─── 提示された抜粋
大阪都構想で確執
そんな大阪と神戸の間の確執を浮き彫りにしたのが、「大阪都構想」だったという。2010年に当時の橋下徹・府知事を代表とする「大阪維新の会」が発表した行政構想で、次第に大阪だけでなく阪神間や神戸までひとつにまとめようとしたことで、猛反発を食らった経緯がある。
「2013年に『日本維新の会』の政調会長が、尼崎や西宮、さらには神戸まで特別区にすれば東京に負けない自治体になると話し、兵庫県知事選と神戸市長選に維新から独自候補を出す動きが出た。これに反発したのが兵庫県民や神戸市民。『大阪と一緒にすんな』『上からモノをいうな』『お前らだけで勝手にやれ』と一斉に反発した。
橋下氏は、関西国際空港への補給金が事業仕分けの対象になったときに大阪国際空港、いわゆる伊丹空港を廃港にすると掲げましたが、やはり兵庫県民が『兵庫県にある空港を勝手に大阪空港と名乗って、勝手に廃港にするな』『他府県が口を出すな』と猛反発していた」(地元記者)
──────
─── 保存された行
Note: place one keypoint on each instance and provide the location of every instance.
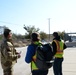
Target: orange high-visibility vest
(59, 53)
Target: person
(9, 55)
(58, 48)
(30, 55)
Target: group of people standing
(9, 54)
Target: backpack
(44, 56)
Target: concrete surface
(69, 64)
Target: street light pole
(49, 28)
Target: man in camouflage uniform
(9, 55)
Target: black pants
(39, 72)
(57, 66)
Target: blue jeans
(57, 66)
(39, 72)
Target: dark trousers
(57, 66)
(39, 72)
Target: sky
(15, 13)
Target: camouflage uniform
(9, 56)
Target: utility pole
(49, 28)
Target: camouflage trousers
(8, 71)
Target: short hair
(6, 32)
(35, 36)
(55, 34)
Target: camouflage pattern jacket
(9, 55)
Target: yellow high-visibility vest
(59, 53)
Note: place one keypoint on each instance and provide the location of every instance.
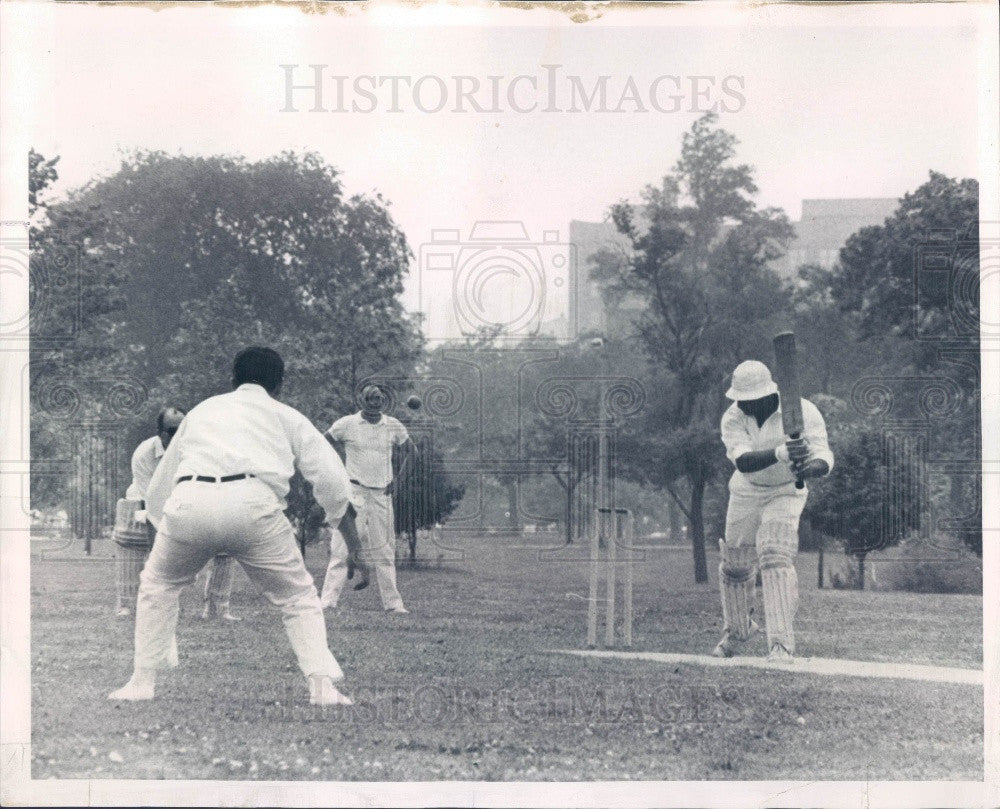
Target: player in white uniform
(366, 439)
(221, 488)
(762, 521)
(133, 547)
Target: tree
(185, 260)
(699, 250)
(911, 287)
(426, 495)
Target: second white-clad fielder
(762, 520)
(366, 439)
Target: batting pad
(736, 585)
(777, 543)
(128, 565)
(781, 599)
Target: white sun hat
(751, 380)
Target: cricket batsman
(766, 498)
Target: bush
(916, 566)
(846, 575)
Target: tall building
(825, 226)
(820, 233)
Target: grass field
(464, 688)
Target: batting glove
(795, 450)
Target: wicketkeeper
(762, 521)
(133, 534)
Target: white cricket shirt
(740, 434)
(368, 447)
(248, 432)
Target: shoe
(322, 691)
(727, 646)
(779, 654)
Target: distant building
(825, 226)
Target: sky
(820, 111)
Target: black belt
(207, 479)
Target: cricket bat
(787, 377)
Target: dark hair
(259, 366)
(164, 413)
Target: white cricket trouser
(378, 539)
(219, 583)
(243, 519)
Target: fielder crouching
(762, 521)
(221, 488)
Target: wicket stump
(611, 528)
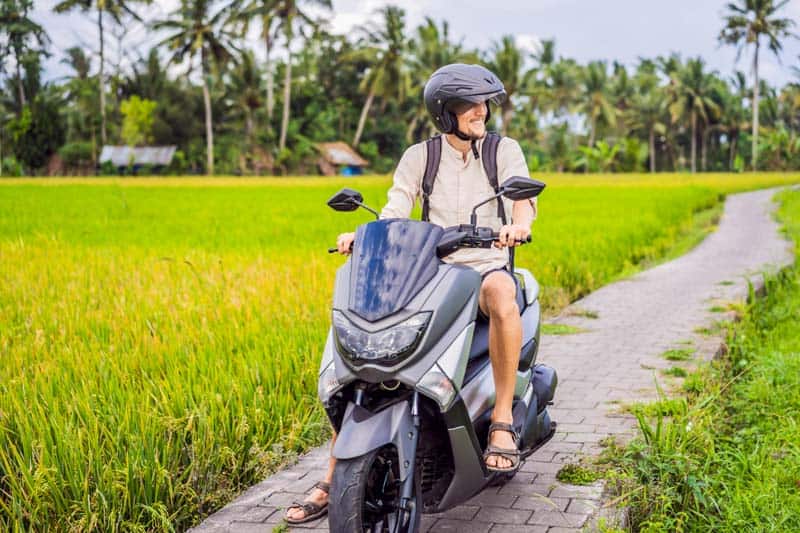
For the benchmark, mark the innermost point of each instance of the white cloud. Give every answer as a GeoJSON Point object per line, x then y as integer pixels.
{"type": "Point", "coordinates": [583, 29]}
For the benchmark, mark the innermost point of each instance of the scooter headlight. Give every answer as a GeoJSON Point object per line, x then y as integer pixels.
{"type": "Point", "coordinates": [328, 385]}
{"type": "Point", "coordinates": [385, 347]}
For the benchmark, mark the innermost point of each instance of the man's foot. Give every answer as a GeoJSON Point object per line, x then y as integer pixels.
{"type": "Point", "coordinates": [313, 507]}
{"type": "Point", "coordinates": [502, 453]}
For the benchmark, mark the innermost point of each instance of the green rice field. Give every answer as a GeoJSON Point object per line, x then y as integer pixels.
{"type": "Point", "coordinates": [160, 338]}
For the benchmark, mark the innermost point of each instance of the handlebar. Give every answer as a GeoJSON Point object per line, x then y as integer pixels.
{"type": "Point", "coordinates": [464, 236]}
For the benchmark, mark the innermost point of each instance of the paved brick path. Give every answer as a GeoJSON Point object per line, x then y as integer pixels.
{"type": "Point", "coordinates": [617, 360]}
──────
__課題の説明__: 上にある大阪と神戸の確執についての抜粋を、最後の文の後から書き継いでください。

__この課題の答え__:
時代を遡ると、両府県の軋轢が露わになった事件もあった。1984年の「グリコ・森永事件」である。事件が発生したのは、兵庫県西宮市の江崎グリコの社長宅だったが、犯人が江崎社長を監禁したのは大阪府摂津市の防災倉庫だったので、兵庫県警と大阪府警の合同捜査本部が設置された。
「縄張り争いで双方の情報交換がうまくいかなかったために捜査が難航したとされ、事件は未解決のまま時効となった。大阪府警と兵庫県警の仲が悪いことが利用された事件だと当時から見られていました」(地元紙社会部記者)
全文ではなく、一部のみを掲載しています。